--- Begin ---

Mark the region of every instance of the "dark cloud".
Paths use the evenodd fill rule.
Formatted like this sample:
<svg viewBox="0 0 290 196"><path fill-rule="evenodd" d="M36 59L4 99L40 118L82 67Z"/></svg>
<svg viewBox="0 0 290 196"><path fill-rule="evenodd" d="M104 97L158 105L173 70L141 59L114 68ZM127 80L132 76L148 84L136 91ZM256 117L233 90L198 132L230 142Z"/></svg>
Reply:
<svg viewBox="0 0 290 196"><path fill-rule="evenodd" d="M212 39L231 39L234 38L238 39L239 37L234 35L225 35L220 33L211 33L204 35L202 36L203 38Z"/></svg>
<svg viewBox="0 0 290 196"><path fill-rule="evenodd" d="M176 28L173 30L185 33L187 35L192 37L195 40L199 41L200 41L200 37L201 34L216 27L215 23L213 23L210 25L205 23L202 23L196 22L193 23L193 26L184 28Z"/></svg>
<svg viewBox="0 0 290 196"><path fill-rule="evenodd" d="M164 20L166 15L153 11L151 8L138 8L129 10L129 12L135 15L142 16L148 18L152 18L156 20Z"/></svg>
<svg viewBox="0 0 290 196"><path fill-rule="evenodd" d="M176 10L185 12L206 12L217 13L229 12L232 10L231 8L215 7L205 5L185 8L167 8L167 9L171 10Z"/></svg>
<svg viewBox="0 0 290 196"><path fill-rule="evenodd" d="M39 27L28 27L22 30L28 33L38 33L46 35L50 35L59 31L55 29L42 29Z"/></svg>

--- End ---

→ Task instructions
Once more, set down the full listing, verbatim.

→ Solution to the problem
Mark the region of every instance of the "dark cloud".
Paths use the evenodd fill rule.
Formatted like this sample:
<svg viewBox="0 0 290 196"><path fill-rule="evenodd" d="M36 59L4 99L40 118L82 67Z"/></svg>
<svg viewBox="0 0 290 196"><path fill-rule="evenodd" d="M104 97L158 105L173 70L141 59L114 68ZM127 80L132 76L148 84L136 91ZM256 117L233 90L198 132L230 142Z"/></svg>
Reply:
<svg viewBox="0 0 290 196"><path fill-rule="evenodd" d="M212 39L231 39L234 38L238 39L239 37L234 35L225 35L220 33L211 33L204 35L202 36L203 38Z"/></svg>
<svg viewBox="0 0 290 196"><path fill-rule="evenodd" d="M176 28L173 30L185 33L187 35L192 37L195 40L199 41L200 41L200 37L201 34L216 27L215 23L213 23L210 25L205 23L202 23L196 22L193 23L193 26L184 28Z"/></svg>
<svg viewBox="0 0 290 196"><path fill-rule="evenodd" d="M164 20L166 15L153 11L151 8L138 8L129 10L129 12L135 15L142 16L148 18L152 18L156 20Z"/></svg>
<svg viewBox="0 0 290 196"><path fill-rule="evenodd" d="M176 10L185 12L206 12L217 13L229 12L232 10L231 8L215 7L205 5L185 8L167 8L167 9L171 10Z"/></svg>
<svg viewBox="0 0 290 196"><path fill-rule="evenodd" d="M39 27L28 27L22 30L28 33L38 33L46 35L50 35L59 31L55 29L42 29Z"/></svg>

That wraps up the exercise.